The Islamic summit has drawn political figures and heads of state from countries spanning Africa, the Middle East and Asia. They come with widely varying policies and priorities, but share a common reverence for the Al-Aqsa mosque, known as the first "Qibla" because Muslims prayed toward it before the cube-shaped Kaaba in Mecca.
The meeting began after midnight and ran into the early hours Saturday due to evening prayers and day-long fasting during the holy month of Ramadan.
Saudi Arabia's effort to bring leaders to Mecca reflects the kingdom's desire to project a unified Muslim and Arab position on Iran to isolate it internationally.
Iranian Foreign Ministry spokesman Abbas Mousavi said Tehran regrets "Saudi Arabia's abuse of its privilege as the host" of the OIC "to sow division between Islamic and regional countries."
The summit follows two emergency Arab meetings the night before in Mecca criticizing Iran's behavior and influence in countries like Syria, Iraq and Lebanon.
Presenting a unified stance on Iran faces obstacles within OIC member-states, which includes Iran. Pakistan's Prime Minister Imran Khan, who is attending the summit, has sought good ties with both Saudi Arabia and Iran, for example.

# Exercise:
Echo the passage on the Islamic summit in Mecca word for word, in full. The data that follows was taken from a separate source.

Stored entries
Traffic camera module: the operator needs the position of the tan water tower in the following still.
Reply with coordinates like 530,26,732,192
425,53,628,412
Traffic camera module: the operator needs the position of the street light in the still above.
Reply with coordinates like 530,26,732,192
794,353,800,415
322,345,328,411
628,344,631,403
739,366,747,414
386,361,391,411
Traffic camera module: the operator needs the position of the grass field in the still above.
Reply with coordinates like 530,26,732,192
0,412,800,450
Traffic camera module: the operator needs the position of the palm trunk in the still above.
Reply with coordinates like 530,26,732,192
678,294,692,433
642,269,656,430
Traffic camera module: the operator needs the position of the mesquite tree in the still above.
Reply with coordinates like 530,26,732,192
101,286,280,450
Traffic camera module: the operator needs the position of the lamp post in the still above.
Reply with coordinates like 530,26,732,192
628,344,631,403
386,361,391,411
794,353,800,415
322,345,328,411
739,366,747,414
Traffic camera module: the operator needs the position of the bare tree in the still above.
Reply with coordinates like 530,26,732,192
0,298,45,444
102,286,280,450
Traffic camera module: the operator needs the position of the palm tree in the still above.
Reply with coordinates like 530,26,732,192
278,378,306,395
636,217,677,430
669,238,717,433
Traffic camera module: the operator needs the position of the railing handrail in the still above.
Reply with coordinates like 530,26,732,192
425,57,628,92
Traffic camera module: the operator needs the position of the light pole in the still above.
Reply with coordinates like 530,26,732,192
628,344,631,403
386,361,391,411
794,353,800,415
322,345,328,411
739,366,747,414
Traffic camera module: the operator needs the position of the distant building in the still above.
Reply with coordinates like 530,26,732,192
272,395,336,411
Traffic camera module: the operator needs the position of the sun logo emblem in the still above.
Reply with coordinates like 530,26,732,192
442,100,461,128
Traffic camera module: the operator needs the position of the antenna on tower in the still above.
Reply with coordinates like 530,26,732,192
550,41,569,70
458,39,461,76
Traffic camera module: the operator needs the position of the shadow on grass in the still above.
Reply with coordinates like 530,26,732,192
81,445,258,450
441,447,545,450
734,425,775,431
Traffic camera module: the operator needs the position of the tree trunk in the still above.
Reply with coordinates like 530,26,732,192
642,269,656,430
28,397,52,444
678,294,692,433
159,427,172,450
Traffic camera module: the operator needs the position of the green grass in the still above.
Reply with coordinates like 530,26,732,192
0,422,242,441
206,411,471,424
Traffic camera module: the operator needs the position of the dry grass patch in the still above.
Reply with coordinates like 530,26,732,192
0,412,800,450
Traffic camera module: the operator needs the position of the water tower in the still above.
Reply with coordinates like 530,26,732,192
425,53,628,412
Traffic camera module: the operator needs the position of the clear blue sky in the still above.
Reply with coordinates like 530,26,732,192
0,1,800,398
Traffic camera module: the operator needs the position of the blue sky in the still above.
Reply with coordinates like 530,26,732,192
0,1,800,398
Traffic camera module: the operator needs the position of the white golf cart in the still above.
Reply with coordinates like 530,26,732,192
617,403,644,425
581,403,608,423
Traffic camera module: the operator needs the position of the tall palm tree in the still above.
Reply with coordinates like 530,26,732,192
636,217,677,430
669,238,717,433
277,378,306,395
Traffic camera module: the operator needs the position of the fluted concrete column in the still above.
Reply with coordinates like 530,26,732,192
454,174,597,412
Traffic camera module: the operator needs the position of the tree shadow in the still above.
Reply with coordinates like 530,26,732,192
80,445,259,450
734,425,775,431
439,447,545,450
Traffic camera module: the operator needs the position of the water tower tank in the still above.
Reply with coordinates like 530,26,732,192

# The result:
The Islamic summit has drawn political figures and heads of state from countries spanning Africa, the Middle East and Asia. They come with widely varying policies and priorities, but share a common reverence for the Al-Aqsa mosque, known as the first "Qibla" because Muslims prayed toward it before the cube-shaped Kaaba in Mecca.
The meeting began after midnight and ran into the early hours Saturday due to evening prayers and day-long fasting during the holy month of Ramadan.
Saudi Arabia's effort to bring leaders to Mecca reflects the kingdom's desire to project a unified Muslim and Arab position on Iran to isolate it internationally.
Iranian Foreign Ministry spokesman Abbas Mousavi said Tehran regrets "Saudi Arabia's abuse of its privilege as the host" of the OIC "to sow division between Islamic and regional countries."
The summit follows two emergency Arab meetings the night before in Mecca criticizing Iran's behavior and influence in countries like Syria, Iraq and Lebanon.
Presenting a unified stance on Iran faces obstacles within OIC member-states, which includes Iran. Pakistan's Prime Minister Imran Khan, who is attending the summit, has sought good ties with both Saudi Arabia and Iran, for example.